Stored entries
★ ★ ★ ★ ★ ★ ★

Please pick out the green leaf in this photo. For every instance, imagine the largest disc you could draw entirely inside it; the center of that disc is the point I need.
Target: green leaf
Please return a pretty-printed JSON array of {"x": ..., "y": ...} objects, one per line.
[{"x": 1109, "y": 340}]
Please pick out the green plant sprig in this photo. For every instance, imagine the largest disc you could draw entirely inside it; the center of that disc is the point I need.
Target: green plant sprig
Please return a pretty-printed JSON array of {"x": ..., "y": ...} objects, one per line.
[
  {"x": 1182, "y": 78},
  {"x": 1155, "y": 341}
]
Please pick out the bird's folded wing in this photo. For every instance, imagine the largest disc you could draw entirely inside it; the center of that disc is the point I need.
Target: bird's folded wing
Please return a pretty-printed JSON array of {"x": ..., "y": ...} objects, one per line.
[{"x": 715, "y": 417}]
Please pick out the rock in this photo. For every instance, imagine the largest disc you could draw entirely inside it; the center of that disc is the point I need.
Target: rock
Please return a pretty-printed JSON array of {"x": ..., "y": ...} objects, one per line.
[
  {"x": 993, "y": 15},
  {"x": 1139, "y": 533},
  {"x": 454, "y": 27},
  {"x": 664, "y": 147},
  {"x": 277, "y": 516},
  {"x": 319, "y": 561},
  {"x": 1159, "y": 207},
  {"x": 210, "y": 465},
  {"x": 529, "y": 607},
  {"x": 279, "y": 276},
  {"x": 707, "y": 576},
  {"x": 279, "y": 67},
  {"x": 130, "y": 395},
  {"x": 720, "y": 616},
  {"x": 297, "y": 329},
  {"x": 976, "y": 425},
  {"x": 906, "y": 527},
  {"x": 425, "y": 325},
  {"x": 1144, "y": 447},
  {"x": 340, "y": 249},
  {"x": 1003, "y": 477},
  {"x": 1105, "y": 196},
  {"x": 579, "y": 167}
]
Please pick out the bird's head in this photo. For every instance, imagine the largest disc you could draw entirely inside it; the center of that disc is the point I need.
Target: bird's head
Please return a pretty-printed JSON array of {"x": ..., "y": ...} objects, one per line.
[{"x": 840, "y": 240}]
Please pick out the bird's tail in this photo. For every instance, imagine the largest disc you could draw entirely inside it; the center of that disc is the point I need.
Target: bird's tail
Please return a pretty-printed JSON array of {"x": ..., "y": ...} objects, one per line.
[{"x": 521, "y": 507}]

★ ★ ★ ★ ★ ★ ★

● Aim of the task:
Format the lines of the listing as a Markdown table with the columns Row and Line, starting at the line containing "Please pick out the bird's head" and running through the last line. Number each line in order, and leave out any blank lines.

● Solved exercise:
| Row | Line |
|---|---|
| 1 | Please pick out the bird's head in this photo. For every instance, imagine the largest disc you could draw entirely inside it; the center of that disc is the point I need. |
| 2 | Target: bird's head |
| 3 | Please return a pretty-printed JSON array of {"x": ..., "y": ...} objects, one per line. |
| 4 | [{"x": 840, "y": 240}] |
| 5 | Please pick out the bird's tail in this photo. For every instance, imagine the largest disc you could draw entirely inside it; the center of that disc is the point I need. |
| 6 | Target: bird's tail |
| 7 | Please return a pretty-printed JSON array of {"x": ..., "y": ...} objects, one per line. |
| 8 | [{"x": 521, "y": 507}] |